# [HOW TO COMPLETE THIS TASK]
Could you reproduce the lines below from the one with "Q: For each instance of the hazy" through the one with "Q: For each instance of the limestone"? Keep both ends and add nothing.

--------------------------------

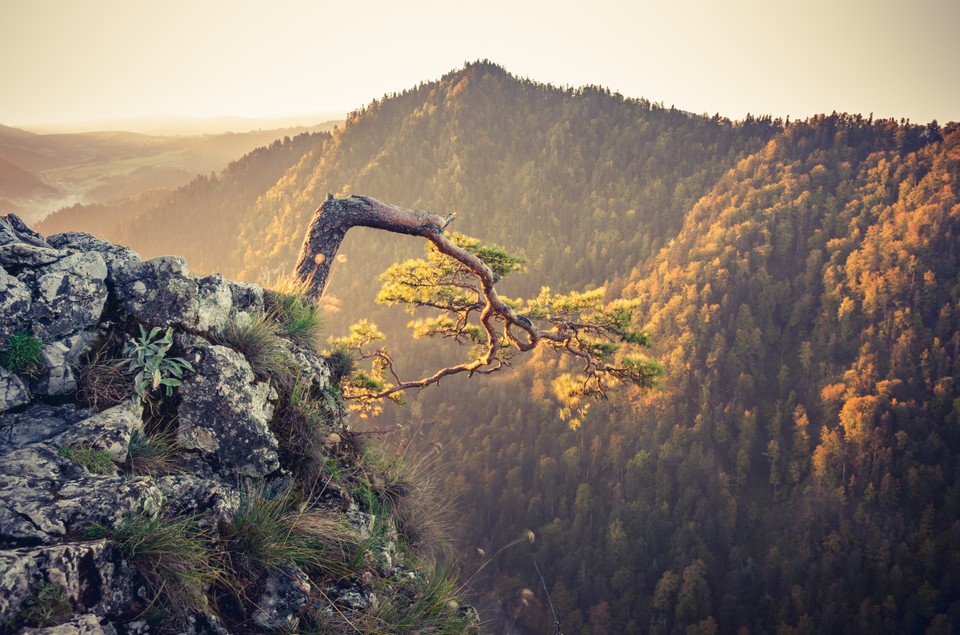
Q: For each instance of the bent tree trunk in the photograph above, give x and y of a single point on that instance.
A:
(335, 216)
(502, 327)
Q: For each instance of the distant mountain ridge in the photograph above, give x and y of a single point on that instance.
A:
(797, 471)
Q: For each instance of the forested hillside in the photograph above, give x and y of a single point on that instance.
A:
(796, 471)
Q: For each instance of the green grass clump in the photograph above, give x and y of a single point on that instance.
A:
(257, 339)
(174, 556)
(152, 454)
(299, 316)
(302, 429)
(272, 530)
(21, 354)
(101, 380)
(427, 604)
(49, 606)
(95, 461)
(410, 493)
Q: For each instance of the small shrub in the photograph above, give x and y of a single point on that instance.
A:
(425, 604)
(302, 428)
(269, 531)
(49, 606)
(148, 360)
(21, 354)
(256, 338)
(95, 461)
(152, 454)
(174, 556)
(299, 316)
(101, 381)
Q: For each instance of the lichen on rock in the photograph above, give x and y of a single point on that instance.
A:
(123, 519)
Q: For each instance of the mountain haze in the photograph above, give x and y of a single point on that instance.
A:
(798, 470)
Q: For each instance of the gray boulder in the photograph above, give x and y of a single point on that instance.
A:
(60, 358)
(15, 300)
(21, 246)
(39, 422)
(12, 391)
(113, 255)
(109, 431)
(285, 594)
(70, 296)
(225, 413)
(157, 292)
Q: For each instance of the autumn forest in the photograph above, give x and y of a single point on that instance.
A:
(796, 469)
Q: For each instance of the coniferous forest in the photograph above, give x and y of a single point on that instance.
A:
(797, 469)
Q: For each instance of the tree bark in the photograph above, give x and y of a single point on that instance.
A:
(335, 216)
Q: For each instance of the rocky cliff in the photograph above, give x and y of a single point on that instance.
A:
(174, 458)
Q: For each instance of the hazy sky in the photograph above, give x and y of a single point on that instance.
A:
(73, 60)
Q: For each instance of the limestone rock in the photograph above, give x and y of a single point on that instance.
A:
(70, 295)
(12, 391)
(113, 255)
(190, 495)
(80, 625)
(43, 496)
(39, 422)
(109, 430)
(225, 413)
(157, 292)
(59, 358)
(285, 594)
(214, 303)
(246, 297)
(21, 246)
(15, 300)
(91, 575)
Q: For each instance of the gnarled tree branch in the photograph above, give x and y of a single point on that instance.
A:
(335, 216)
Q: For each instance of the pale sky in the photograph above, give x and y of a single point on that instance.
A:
(81, 60)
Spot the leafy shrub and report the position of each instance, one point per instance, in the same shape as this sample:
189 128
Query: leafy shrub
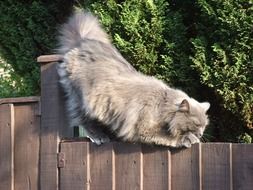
224 55
29 31
151 36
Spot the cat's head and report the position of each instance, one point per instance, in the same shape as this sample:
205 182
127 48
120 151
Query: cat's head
190 117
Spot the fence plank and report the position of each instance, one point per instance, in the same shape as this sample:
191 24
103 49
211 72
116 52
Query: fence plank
156 168
216 162
185 168
53 126
75 174
101 167
26 143
6 146
128 166
242 166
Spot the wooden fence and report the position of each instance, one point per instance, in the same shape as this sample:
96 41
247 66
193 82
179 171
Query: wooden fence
38 152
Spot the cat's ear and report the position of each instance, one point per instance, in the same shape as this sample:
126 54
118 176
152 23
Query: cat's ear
205 106
184 106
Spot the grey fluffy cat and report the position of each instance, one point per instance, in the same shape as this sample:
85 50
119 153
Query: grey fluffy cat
102 87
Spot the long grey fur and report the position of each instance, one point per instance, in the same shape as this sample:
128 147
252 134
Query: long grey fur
101 85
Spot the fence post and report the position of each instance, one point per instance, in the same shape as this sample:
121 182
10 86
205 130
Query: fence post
53 123
7 147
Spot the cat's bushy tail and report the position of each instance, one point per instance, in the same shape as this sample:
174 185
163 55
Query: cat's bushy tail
82 25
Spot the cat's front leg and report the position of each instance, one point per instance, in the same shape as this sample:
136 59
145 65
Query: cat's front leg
188 139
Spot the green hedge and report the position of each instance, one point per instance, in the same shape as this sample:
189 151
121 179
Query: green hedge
203 47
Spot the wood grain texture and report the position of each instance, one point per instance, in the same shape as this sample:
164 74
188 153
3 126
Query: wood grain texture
101 167
53 126
156 166
75 174
26 147
216 163
31 99
128 166
185 171
6 147
242 156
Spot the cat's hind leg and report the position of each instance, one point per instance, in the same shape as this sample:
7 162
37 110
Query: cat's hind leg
188 139
94 132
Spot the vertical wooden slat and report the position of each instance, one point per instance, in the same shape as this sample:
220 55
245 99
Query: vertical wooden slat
128 166
185 168
216 166
6 146
242 156
50 124
101 166
26 160
156 168
74 175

--------------------------------

# [TASK RESULT]
Q: For each instance of the hazy sky in the photograph above, give x and y of a single point on that instance.
A:
(73, 60)
Q: For each instance of the limestone rock in the photograph above, give x and y of a single point on that instance.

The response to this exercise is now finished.